**課題 1:**
Keimiさんの記事によると、『nephew』が代々木公園エリアにオープンしたのはいつですか。
**課題 2:**
Keimiさんの記事の「今回訪ねたのは東京は池尻にあ」から「のお席どうぞ」と席を案内してくれました。」までを、そのまま書き写してください。

**ページ本文:**
*****
代々木公園のストリートバー nephewで働くKeimiさん「独立を目指してカフェ営業中」

いつもおいしいあの店の料理やお酒。お店の看板となる店員さんがいることで、さらにおいしくなるような気がする。そんな名物店員さんにお店を紹介してもらう、気になるお店のあの人インタビュー「こちらのお席どうぞ」。

今回訪ねたのは東京は池尻にある、ストリートバー『LOBBY(ロビー)』。ホテルのロビーのように「色々な人が介在し、肩肘張らず、思い思いの使い方ができる場所」を目指した空間には地元民だけではなく、ストリートやファッションに精通した人々が集います。

そんな『LOBBY』を運営するand Supplyが、2021年4月21日に新店舗『nephew(ネフュー)』を代々木公園エリアにオープン。これまで『LOBBY』にて週末昼限定で開かれていた「CHECK IN LOBBY」も新店『nephew』に場を移しますが、そこでday time営業の中心としてお店に立つのがスタッフのKeimiさん。「CHECK IN LOBBY」の立ち上げから携わるKeimiさんには、ある思いがありました。

今回は『LOBBY』にて、Keimiさんに取材を敢行。「こちらのお席どうぞ」と席を案内してくれました。

LOBBY、nephewではたらくKeimiさん

<Keimiさんプロフィール>
日本生まれ日本育ちの華僑として、小学校から高校までインターナショナルスクールに通い、さまざまな国籍の人たちに囲まれ育つ。法政大学卒業後は、ウェディングプランナーを経験したのち、『STREAMER COFFEE COMPANY』にてバリスタを3年務める。その後趣味だったスポーツ(ランニング)と大好きなコーヒーを掛け合わせた仕事を志し、スポーツブランドのアパレルショップ『NEUTRALWORKS.(ニュートラルワークス)』にて販売/VMDとして勤務。2020年10月より金曜日と土曜日の日中限定で『LOBBY』の昼カフェ営業「CHECK IN LOBBY」の活動もスタートさせる。2021年4月から自家製焼き菓子やコーヒーを『nephew』で提供する。
Instagram(@keim1k)

ホテルのロビーのようにさまざまな人やモノが介在するストリートバー『LOBBY』

LOBBYではたらくKeimiさん

「こちらのお席どうぞ」と案内されたのは、入り口からほど近い木目のカウンター席。

『LOBBY』店内にはカウンター席のほか、壁沿いに設置されたベンチ席、奥には個室にもなるテーブル席があり、用途に応じて店内のレイアウトを変更しているそう。
*****
**使えるデータ:**
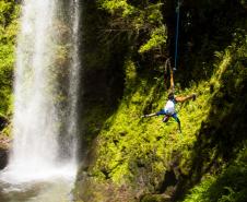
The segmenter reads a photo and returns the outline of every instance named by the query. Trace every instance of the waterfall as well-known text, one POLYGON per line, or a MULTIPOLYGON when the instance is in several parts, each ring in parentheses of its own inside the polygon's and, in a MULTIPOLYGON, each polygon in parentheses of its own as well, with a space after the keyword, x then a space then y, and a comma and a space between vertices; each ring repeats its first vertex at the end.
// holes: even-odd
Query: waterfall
*****
**解答 1:**
2021年4月21日です。

**解答 2:**
今回訪ねたのは東京は池尻にある、ストリートバー『LOBBY(ロビー)』。ホテルのロビーのように「色々な人が介在し、肩肘張らず、思い思いの使い方ができる場所」を目指した空間には地元民だけではなく、ストリートやファッションに精通した人々が集います。

そんな『LOBBY』を運営するand Supplyが、2021年4月21日に新店舗『nephew(ネフュー)』を代々木公園エリアにオープン。これまで『LOBBY』にて週末昼限定で開かれていた「CHECK IN LOBBY」も新店『nephew』に場を移しますが、そこでday time営業の中心としてお店に立つのがスタッフのKeimiさん。「CHECK IN LOBBY」の立ち上げから携わるKeimiさんには、ある思いがありました。

今回は『LOBBY』にて、Keimiさんに取材を敢行。「こちらのお席どうぞ」と席を案内してくれました。